> Exercise directions
Could you edit the knowledge graphs text, starting with "# Draw nodes" and going on through "piece of knowledge.", so that "lightblue" becomes "lightgreen"?

> Supplied passage
———
# 1. Knowledge Graphs

[![Open In Colab](https://colab.research.google.com/assets/colab-badge.svg)](https://colab.research.google.com/github/Ramshreyas/Ontodidact/blob/main/YouTube/1_Knowledge_Graphs/notebooks/1_Knowledge_Graphs.ipynb)

---

### Setup & Imports

In [None]:
%pip install llama-index networkx matplotlib pyvis llama-index-graph-stores-neo4j llama-index-embeddings-huggingface

In [None]:
# General imports
import os
from pprint import pprint
import dotenv
dotenv.load_dotenv()

# Async
import nest_asyncio
nest_asyncio.apply()

---

### A toy knowledge graph

A knowledge graphs represents **knowledge** in the form of *entities* and the **relationships** between them. Let's use the family tree of House Lannister from Game of Thrones as an example:

In [None]:
# Import network visualitzation libraries
import networkx as nx
import matplotlib.pyplot as plt

Create a directed graph

In [None]:
G = nx.DiGraph()

Add nodes for each member of the Lannister family - these are our **entities**

In [None]:
characters = ["Tywin", "Joanna", "Cersei", "Jaime", "Tyrion", "Joffrey", "Myrcella", "Tommen"]
G.add_nodes_from(characters)

Now let's add their **relationships**. 

Here we are only considering parent-child relationships, so this would essentially represent a family tree.

In [None]:
# Adding relationships
relationships = [
    ("Tywin", "Cersei"), ("Joanna", "Cersei"),
    ("Tywin", "Jaime"), ("Joanna", "Jaime"),
    ("Tywin", "Tyrion"), ("Joanna", "Tyrion"),
    ("Cersei", "Joffrey"), ("Jaime", "Joffrey"),
    ("Cersei", "Myrcella"), ("Jaime", "Myrcella"),
    ("Cersei", "Tommen"), ("Jaime", "Tommen")
]
G.add_edges_from(relationships)

Visualize the House Lannister

In [None]:
# Adding relationships
relationships = [
    ("Tywin", "Cersei"), ("Joanna", "Cersei"),
    ("Tywin", "Jaime"), ("Joanna", "Jaime"),
    ("Tywin", "Tyrion"), ("Joanna", "Tyrion"),
    ("Cersei", "Joffrey"), ("Jaime", "Joffrey"),
    ("Cersei", "Myrcella"), ("Jaime", "Myrcella"),
    ("Cersei", "Tommen"), ("Jaime", "Tommen")
]
G.add_edges_from(relationships)

# Manually set positions for a family tree layout
pos = {
    "Tywin": (0.5, 1),
    "Joanna": (1.5, 1),
    "Cersei": (0, 0.5),
    "Jaime": (1, 0.5),
    "Tyrion": (2, 0.5),
    "Joffrey": (0, 0),
    "Myrcella": (1, 0),
    "Tommen": (2, 0)
}

# Draw nodes and edges
nx.draw(G, pos, with_labels=True, node_color='lightblue', edge_color='gray', node_size=3000, font_size=10, font_color="black")

plt.title('Lannister Family Tree')
plt.axis('off')  # Turn off the axis
plt.show()

So this family tree represents a particular piece of knowledge. 

It contains *explicit* knowledge - that Jaime (illegitimately) fathered Joffrey.

It also contains *implicit* knowledge - that Cersei and Jaime are siblings, which is not directly represented as a relationship between the entities - more on this later.
———
> Material provided

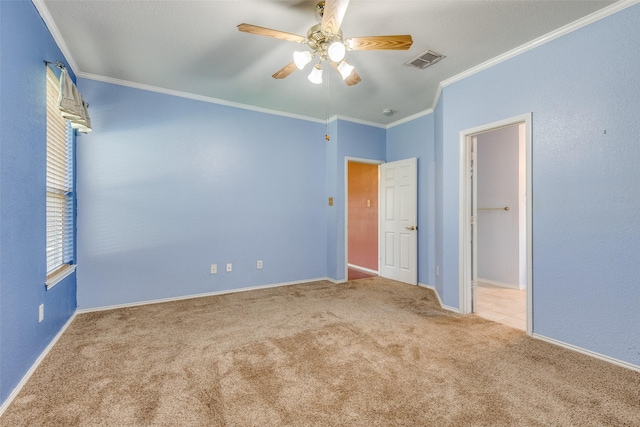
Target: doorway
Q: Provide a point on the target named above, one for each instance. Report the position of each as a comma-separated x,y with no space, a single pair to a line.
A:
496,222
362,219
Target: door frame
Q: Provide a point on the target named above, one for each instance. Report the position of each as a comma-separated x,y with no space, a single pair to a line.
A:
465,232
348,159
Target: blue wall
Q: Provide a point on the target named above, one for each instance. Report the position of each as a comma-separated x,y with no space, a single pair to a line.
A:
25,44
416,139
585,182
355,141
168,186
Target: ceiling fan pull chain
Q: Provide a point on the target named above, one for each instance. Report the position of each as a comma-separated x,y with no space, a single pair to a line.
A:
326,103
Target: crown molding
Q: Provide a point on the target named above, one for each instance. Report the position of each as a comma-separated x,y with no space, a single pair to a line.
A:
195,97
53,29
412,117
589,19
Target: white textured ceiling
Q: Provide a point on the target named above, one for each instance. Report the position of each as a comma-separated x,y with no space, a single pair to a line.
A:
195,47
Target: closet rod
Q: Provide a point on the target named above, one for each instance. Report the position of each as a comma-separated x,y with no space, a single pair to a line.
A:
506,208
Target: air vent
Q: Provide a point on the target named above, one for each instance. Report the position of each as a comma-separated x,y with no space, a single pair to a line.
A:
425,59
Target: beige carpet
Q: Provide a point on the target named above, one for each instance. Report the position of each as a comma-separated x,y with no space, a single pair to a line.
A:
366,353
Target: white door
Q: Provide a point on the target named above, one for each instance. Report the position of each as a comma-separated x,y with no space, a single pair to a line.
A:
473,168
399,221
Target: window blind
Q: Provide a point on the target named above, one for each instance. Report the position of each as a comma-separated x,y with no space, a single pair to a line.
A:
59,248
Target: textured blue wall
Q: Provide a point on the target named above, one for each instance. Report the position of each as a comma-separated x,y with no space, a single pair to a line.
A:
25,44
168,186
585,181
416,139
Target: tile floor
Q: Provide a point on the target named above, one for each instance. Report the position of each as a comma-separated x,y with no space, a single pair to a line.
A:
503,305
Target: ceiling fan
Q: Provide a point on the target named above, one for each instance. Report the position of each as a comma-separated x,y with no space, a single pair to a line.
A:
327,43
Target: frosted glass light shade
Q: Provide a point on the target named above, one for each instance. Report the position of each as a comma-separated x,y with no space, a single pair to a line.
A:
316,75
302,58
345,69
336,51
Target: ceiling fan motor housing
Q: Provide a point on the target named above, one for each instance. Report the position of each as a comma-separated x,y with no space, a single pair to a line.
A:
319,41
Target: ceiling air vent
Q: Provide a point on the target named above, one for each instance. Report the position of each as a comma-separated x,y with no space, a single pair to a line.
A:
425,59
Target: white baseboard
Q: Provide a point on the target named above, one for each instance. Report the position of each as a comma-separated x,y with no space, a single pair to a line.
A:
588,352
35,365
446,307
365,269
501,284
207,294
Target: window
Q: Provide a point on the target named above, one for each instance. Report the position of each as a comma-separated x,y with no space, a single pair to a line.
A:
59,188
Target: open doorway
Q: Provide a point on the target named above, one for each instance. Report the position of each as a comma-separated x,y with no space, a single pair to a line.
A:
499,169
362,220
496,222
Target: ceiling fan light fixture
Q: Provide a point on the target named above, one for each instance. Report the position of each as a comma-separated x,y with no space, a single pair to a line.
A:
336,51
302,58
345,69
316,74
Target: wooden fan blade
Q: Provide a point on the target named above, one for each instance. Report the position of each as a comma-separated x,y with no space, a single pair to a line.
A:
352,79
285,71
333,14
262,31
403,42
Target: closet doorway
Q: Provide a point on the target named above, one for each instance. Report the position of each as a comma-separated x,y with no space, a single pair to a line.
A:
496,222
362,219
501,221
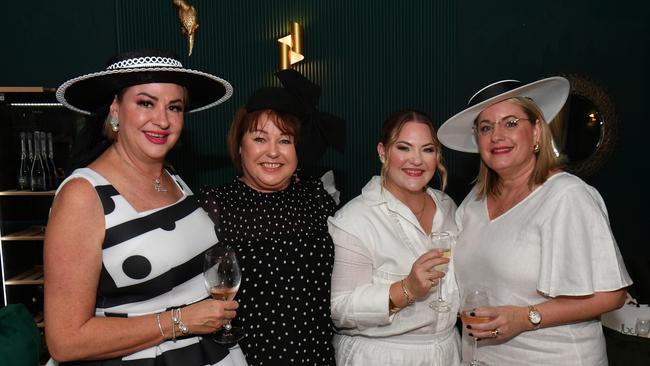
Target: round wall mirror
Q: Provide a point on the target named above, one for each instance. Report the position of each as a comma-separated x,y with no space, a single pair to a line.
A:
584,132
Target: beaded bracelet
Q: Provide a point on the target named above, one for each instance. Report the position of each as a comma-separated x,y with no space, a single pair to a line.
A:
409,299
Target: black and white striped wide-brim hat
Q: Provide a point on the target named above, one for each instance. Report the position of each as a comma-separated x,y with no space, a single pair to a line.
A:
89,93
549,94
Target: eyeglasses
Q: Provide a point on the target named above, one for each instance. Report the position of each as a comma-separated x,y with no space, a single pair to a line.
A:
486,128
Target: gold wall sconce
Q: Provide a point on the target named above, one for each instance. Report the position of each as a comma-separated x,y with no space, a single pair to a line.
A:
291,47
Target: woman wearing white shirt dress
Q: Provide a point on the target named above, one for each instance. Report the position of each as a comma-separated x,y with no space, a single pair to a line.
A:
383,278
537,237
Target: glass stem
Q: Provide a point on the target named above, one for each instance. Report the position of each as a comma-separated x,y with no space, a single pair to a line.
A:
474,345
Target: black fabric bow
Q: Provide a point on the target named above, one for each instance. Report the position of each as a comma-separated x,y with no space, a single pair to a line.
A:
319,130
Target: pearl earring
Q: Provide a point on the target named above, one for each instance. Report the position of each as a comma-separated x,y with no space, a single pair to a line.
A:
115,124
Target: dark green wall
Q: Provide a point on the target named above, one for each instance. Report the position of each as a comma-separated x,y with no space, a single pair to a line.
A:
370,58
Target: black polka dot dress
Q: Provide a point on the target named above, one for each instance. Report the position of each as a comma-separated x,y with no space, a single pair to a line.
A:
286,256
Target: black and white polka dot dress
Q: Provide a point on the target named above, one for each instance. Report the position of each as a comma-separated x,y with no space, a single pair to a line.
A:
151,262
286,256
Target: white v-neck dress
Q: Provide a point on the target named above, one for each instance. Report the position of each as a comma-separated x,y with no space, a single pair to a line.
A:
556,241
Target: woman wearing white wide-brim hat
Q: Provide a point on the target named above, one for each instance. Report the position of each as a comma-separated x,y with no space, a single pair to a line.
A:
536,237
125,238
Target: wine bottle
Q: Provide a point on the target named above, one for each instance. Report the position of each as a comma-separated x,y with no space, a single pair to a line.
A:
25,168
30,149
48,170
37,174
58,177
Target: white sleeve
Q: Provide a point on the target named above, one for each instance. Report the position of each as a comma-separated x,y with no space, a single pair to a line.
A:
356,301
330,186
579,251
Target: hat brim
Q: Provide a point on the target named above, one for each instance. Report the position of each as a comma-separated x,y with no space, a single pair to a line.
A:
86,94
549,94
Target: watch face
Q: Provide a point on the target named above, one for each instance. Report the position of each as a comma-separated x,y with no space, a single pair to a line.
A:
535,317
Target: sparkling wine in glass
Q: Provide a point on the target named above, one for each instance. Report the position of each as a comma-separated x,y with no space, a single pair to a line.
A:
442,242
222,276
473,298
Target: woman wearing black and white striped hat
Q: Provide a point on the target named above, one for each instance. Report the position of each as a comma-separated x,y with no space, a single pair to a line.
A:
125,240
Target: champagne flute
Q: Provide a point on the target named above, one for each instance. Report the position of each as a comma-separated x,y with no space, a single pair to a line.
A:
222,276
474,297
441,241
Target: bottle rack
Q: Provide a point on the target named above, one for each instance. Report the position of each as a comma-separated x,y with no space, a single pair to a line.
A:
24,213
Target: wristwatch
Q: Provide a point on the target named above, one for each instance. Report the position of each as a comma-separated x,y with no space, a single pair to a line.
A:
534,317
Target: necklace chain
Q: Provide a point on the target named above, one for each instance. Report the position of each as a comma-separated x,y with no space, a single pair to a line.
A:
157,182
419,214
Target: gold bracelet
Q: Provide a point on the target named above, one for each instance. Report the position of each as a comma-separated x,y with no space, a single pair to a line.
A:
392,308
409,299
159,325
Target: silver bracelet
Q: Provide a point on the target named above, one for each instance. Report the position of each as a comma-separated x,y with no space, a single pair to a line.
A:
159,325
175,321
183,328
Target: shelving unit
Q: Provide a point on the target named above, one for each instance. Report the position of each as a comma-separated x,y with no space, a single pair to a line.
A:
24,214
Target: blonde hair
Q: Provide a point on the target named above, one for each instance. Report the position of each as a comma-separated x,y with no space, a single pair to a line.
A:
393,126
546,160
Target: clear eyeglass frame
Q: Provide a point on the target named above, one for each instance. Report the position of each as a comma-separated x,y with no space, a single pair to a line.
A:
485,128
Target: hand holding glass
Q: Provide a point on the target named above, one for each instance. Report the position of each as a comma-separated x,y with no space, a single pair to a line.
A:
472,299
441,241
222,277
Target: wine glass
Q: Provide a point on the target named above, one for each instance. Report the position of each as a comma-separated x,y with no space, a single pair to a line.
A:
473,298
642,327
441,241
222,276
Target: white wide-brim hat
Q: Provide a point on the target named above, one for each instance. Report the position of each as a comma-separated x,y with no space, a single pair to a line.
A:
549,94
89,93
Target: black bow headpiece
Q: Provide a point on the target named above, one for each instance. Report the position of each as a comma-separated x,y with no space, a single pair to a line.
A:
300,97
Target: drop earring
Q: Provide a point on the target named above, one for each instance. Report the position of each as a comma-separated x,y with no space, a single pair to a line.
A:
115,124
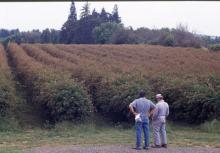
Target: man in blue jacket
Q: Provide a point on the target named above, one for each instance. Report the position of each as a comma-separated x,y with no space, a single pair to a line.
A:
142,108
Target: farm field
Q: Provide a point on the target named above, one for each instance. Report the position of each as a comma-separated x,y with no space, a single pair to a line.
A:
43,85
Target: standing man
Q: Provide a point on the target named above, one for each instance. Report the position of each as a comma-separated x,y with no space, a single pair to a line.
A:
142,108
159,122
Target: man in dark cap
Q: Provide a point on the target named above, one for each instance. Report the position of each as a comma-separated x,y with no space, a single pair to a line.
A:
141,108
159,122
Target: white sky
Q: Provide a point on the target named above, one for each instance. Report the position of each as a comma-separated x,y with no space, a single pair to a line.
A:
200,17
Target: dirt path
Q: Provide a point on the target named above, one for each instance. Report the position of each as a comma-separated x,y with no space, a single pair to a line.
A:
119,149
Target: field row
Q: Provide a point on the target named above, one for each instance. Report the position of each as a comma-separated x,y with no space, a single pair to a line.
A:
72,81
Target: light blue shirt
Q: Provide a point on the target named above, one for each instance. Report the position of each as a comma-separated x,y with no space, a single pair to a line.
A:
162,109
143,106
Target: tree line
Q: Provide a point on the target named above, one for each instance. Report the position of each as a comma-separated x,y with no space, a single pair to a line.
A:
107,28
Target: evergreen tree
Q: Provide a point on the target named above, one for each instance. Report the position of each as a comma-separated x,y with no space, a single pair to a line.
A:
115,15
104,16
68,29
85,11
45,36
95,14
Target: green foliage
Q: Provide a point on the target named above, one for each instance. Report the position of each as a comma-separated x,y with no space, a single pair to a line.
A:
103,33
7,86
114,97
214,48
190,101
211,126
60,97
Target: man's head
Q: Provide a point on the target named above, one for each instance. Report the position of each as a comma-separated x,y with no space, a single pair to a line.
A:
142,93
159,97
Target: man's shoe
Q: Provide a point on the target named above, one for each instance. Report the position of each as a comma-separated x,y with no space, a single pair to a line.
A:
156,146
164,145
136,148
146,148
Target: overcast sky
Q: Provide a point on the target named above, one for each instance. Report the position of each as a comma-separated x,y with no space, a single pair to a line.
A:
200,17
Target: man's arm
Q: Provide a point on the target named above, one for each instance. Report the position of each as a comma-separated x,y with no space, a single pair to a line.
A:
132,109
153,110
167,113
———
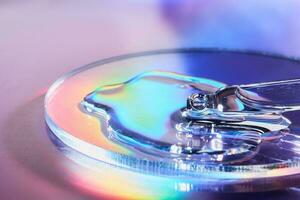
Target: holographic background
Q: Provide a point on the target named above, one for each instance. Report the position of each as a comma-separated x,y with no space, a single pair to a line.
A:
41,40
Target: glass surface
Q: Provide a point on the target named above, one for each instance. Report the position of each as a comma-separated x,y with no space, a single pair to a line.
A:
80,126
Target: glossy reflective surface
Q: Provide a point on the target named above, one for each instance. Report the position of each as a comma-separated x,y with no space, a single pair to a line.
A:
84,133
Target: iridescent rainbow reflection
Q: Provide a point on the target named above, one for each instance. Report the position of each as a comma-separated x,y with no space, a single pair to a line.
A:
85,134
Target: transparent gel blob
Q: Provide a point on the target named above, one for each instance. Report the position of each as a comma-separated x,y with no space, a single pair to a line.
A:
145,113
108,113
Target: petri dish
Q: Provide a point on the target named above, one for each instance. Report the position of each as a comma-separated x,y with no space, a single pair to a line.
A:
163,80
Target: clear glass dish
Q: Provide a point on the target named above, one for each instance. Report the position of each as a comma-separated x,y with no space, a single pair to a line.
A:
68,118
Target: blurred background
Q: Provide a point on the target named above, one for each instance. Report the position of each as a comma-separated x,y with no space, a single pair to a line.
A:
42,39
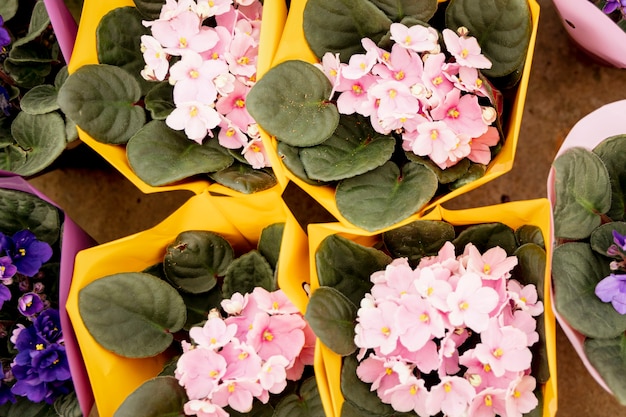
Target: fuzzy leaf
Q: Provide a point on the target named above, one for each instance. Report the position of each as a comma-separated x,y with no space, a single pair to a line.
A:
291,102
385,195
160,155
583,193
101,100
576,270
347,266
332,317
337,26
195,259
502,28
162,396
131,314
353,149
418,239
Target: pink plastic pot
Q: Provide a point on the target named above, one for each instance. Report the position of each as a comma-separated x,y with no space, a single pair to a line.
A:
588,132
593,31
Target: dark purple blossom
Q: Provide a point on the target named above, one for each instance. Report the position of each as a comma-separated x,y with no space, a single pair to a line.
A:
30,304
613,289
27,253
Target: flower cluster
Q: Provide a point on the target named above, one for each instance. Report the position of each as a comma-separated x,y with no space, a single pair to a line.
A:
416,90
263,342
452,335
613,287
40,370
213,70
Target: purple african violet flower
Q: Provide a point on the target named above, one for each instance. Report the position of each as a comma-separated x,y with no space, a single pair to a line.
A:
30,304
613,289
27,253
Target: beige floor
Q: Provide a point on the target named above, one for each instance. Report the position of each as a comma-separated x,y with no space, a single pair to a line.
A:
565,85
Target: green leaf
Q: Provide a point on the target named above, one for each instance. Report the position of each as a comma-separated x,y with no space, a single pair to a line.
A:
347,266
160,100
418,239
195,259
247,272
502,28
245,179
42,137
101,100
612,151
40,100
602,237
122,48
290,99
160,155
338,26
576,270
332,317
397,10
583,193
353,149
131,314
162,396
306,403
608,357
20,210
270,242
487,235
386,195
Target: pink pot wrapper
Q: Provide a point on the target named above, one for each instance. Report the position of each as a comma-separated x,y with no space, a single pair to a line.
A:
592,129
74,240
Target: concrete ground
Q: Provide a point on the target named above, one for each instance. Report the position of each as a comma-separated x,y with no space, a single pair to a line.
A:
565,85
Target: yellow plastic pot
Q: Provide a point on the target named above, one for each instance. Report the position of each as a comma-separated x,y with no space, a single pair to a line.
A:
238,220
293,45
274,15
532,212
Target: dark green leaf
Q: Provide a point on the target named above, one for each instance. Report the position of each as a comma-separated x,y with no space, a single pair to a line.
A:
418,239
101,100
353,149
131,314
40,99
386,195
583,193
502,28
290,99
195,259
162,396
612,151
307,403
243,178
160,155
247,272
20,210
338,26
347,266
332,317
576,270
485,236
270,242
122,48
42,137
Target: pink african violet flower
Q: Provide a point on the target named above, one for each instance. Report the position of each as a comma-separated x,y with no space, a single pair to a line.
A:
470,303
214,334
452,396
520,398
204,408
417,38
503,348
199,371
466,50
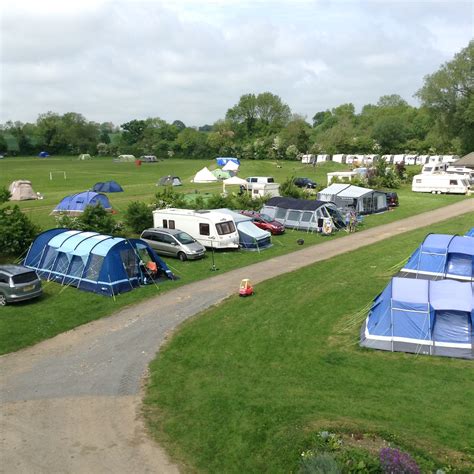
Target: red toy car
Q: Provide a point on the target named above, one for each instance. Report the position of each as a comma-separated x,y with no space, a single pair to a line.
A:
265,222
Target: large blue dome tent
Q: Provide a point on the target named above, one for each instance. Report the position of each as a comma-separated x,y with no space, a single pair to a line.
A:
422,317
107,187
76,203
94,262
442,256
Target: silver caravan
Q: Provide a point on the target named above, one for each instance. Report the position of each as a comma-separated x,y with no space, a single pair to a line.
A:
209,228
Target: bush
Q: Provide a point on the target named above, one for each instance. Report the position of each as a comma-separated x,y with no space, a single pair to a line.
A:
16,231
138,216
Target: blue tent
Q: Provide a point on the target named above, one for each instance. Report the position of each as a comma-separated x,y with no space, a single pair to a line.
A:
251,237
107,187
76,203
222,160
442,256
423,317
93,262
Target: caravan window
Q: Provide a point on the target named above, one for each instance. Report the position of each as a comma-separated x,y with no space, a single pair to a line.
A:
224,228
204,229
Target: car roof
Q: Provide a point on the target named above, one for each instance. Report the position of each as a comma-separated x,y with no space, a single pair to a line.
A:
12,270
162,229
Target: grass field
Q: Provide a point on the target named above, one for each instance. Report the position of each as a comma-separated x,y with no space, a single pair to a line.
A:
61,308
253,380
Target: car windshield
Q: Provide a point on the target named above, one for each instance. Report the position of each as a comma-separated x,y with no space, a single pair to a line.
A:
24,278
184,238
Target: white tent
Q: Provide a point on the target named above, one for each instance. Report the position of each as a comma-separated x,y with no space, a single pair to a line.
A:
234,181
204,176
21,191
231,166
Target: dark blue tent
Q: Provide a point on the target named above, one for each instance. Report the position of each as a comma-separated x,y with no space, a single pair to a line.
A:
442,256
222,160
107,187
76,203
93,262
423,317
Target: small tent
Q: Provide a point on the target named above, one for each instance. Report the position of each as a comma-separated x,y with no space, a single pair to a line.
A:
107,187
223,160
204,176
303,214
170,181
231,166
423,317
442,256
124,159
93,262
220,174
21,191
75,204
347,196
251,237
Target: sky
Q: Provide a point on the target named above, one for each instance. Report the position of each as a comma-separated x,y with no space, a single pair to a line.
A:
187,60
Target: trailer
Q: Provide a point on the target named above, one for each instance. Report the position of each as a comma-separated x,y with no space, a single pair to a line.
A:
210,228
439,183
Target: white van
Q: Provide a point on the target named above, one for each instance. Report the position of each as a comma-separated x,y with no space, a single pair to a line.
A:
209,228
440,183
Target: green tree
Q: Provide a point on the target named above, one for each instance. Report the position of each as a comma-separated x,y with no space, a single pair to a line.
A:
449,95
———
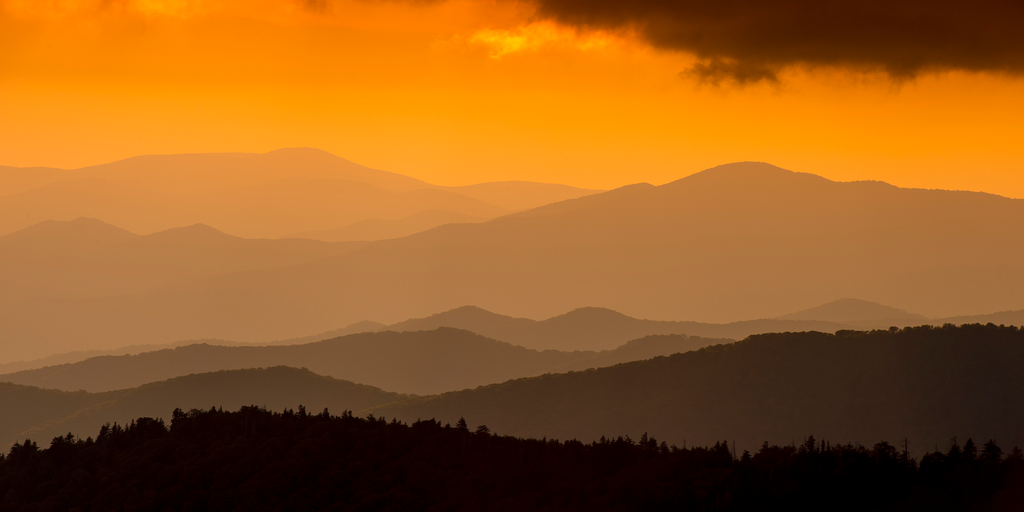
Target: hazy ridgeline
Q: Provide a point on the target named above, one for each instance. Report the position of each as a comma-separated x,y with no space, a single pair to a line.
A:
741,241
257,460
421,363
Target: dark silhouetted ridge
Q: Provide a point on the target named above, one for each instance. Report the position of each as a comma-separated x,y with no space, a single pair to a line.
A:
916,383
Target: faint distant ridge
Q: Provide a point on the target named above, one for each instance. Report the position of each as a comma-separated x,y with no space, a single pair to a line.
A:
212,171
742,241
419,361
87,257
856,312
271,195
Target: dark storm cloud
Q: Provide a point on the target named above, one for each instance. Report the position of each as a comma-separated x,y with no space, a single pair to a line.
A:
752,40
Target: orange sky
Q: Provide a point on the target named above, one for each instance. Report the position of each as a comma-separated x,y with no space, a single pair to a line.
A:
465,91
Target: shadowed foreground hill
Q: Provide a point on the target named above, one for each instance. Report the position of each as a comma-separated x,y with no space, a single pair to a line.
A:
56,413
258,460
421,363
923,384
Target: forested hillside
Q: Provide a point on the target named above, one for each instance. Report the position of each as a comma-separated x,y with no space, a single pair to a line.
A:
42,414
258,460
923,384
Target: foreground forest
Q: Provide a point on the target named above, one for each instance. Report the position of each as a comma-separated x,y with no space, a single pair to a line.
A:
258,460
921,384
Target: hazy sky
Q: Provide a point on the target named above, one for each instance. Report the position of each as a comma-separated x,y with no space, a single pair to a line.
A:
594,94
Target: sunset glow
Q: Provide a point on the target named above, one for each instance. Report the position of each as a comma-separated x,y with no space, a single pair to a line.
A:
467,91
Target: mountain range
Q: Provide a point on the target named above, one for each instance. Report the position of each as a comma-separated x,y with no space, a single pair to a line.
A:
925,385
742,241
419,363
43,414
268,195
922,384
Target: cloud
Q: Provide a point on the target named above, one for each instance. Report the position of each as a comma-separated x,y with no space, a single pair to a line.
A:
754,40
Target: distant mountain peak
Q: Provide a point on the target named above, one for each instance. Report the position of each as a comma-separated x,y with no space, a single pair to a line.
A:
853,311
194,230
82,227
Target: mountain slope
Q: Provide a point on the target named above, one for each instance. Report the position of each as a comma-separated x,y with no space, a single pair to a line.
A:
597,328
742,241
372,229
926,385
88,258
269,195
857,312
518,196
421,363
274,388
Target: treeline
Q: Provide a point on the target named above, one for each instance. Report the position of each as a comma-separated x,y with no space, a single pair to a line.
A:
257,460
———
> Exercise response
# Draw nodes and edges
nx.draw(G, pos, with_labels=True, node_color='lightgreen', edge_color='gray', node_size=3000, font_size=10, font_color="black")

plt.title('Lannister Family Tree')
plt.axis('off')  # Turn off the axis
plt.show()

So this family tree represents a particular piece of knowledge.